**DO THIS**
Render the lines as a numbered list, starting with the line that contains "phrase -- wooden deck" and continuing through the end of the items. Leave out any blank lines.

** Begin GIVEN ENTRIES **

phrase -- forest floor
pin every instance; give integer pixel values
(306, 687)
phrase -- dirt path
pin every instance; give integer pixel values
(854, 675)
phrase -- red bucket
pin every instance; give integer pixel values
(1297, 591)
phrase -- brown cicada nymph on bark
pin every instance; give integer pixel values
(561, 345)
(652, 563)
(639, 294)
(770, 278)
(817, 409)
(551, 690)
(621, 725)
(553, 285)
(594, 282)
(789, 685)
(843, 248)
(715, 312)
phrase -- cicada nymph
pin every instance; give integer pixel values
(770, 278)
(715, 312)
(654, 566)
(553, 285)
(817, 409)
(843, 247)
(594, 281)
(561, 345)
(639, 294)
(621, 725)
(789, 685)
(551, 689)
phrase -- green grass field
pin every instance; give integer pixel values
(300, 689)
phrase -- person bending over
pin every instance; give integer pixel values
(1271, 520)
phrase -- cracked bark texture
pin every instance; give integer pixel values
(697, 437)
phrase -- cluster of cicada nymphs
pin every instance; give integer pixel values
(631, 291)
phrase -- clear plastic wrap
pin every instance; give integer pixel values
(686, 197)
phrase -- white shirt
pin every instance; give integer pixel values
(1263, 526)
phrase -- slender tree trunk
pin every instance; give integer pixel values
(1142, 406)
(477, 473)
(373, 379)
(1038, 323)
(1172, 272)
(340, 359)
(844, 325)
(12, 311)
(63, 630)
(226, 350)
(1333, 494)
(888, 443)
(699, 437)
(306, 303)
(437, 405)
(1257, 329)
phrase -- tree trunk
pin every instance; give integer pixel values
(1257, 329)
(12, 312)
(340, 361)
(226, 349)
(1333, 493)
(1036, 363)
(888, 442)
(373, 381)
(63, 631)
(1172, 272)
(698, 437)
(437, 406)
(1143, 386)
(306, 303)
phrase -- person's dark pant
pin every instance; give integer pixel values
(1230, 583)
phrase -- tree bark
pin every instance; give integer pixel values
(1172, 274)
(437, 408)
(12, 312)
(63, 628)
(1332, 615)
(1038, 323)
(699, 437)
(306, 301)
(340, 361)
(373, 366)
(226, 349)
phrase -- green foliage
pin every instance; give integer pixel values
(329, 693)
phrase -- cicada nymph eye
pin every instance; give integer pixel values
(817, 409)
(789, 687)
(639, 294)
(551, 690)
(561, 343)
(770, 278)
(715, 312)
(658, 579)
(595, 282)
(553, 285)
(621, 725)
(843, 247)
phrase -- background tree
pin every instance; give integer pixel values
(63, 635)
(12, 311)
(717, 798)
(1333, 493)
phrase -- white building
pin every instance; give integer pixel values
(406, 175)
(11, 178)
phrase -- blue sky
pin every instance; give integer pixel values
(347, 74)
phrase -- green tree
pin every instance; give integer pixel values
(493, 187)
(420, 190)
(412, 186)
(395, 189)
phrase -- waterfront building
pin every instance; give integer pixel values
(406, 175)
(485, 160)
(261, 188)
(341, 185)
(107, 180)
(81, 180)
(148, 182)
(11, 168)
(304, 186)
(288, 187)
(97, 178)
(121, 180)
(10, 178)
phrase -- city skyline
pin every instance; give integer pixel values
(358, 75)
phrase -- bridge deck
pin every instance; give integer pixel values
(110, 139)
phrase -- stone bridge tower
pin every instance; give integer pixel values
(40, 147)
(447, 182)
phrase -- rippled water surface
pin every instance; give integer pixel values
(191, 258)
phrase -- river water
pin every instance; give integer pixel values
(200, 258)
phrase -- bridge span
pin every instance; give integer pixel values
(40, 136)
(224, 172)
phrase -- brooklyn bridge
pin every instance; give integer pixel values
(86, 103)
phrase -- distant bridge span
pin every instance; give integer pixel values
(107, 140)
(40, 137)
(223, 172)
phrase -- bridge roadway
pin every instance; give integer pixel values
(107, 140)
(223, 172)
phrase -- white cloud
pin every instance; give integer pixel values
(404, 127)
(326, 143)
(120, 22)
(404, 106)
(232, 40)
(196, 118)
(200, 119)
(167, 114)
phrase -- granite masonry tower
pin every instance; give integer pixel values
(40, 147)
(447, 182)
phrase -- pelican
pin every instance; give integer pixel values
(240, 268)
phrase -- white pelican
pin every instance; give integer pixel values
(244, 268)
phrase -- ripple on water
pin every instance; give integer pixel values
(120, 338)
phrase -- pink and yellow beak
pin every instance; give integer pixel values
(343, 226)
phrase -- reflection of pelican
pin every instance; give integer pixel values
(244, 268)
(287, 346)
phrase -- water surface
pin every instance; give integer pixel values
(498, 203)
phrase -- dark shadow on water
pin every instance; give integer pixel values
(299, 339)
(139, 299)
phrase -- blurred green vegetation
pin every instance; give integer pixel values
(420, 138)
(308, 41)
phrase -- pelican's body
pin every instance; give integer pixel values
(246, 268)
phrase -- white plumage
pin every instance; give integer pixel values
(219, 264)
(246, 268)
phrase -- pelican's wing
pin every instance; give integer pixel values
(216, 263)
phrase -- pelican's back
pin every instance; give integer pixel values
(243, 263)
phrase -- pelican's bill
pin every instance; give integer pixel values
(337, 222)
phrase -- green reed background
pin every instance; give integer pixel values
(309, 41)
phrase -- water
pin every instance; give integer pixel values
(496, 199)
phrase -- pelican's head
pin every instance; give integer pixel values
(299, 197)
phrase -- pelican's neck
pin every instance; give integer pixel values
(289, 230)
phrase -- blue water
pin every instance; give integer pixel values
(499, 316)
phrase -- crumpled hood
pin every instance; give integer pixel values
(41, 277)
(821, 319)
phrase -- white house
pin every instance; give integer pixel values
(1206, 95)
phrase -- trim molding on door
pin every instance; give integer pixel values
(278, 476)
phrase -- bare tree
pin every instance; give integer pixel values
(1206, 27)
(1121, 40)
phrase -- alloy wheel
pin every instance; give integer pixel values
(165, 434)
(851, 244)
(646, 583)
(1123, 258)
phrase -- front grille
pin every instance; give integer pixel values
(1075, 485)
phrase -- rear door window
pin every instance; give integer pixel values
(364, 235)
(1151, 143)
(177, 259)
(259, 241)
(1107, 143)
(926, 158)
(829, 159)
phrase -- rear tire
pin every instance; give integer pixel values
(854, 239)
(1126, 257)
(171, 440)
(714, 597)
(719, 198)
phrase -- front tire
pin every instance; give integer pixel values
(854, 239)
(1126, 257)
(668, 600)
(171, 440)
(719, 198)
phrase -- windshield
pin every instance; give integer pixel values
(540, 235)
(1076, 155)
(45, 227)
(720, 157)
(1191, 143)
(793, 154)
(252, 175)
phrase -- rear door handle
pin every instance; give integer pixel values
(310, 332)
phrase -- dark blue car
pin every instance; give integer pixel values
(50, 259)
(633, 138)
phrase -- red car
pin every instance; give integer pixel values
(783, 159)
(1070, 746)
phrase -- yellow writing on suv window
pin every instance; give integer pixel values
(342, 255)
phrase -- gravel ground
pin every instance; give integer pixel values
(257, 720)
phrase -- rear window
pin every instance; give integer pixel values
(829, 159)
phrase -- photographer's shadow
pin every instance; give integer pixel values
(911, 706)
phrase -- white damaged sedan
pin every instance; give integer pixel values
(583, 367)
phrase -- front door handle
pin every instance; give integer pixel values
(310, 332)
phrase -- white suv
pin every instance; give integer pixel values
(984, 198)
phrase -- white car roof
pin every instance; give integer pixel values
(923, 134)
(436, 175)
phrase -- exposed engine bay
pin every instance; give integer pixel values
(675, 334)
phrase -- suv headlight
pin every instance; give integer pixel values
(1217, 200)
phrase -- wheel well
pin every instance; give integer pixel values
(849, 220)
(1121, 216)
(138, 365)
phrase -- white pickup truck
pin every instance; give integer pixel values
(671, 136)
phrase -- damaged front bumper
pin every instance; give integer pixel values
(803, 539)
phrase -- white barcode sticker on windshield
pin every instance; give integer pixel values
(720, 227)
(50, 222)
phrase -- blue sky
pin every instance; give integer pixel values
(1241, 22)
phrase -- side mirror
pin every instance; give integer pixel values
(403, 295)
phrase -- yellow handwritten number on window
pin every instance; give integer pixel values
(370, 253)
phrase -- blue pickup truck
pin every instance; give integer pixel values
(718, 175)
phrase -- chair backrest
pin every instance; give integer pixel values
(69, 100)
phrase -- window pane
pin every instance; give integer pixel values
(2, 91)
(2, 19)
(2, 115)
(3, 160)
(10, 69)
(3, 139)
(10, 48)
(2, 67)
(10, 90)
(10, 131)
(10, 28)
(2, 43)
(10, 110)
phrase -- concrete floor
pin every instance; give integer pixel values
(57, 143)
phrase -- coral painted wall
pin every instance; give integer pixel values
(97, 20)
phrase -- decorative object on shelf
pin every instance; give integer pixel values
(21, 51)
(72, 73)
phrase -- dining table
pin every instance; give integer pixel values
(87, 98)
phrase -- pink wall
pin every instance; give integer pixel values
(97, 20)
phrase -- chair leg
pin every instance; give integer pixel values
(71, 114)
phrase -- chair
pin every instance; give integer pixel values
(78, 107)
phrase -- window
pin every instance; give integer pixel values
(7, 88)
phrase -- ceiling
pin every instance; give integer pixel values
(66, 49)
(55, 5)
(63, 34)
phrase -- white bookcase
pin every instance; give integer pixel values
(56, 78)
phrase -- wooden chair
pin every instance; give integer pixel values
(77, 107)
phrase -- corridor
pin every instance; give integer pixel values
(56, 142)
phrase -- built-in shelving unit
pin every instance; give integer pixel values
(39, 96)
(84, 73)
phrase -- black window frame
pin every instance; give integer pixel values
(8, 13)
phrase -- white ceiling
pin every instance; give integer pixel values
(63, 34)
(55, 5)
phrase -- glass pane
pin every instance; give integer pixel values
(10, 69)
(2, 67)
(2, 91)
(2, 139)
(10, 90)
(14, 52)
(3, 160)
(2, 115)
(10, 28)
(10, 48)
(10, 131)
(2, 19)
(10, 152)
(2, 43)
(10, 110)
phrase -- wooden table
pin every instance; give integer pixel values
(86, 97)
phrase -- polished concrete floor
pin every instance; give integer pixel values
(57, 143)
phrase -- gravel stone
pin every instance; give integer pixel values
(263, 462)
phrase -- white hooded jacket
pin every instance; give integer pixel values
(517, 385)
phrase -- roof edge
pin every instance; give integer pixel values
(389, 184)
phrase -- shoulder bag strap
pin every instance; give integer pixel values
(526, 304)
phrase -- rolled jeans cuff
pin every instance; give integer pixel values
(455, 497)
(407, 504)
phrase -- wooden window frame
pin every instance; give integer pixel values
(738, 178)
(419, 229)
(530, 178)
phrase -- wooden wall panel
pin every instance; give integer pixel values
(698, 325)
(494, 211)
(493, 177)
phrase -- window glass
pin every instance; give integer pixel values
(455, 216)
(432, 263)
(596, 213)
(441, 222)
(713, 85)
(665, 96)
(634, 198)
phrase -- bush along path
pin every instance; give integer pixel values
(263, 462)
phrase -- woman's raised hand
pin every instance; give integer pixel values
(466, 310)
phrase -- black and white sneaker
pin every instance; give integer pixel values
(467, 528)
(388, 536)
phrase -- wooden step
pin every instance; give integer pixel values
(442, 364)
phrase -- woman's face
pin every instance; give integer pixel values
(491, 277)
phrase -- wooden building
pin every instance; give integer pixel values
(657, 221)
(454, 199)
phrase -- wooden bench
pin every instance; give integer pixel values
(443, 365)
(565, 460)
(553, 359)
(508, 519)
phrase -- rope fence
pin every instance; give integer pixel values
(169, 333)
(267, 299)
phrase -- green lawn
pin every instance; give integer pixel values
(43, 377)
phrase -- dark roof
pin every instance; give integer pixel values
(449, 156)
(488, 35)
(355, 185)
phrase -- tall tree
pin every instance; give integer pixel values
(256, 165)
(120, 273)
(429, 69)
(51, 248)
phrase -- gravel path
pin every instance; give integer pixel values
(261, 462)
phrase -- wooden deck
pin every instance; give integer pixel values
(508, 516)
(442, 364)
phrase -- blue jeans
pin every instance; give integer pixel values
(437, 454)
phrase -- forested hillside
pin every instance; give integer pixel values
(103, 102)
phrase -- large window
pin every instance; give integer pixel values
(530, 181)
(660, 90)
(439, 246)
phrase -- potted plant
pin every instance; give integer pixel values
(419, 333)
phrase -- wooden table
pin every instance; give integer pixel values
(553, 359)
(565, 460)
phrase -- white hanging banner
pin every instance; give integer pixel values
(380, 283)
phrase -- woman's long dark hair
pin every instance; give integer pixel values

** End GIVEN ENTRIES **

**RESPONSE TO THIS EXERCISE**
1. phrase -- wooden deck
2. pin every instance; give integer pixel values
3. (508, 516)
4. (442, 364)
5. phrase -- blue jeans
6. pin every instance; give integer pixel values
7. (437, 454)
8. phrase -- forested hillside
9. pin every instance; give integer pixel values
10. (103, 102)
11. phrase -- large window
12. pin every instance; give integer pixel values
13. (530, 181)
14. (660, 90)
15. (439, 246)
16. phrase -- potted plant
17. pin every instance; give integer pixel values
18. (419, 333)
19. phrase -- wooden table
20. pin every instance; give integer pixel values
21. (553, 359)
22. (565, 460)
23. phrase -- white hanging banner
24. pin every instance; give integer pixel values
25. (380, 283)
26. phrase -- woman's long dark hair
27. pin every instance; give integer pixel values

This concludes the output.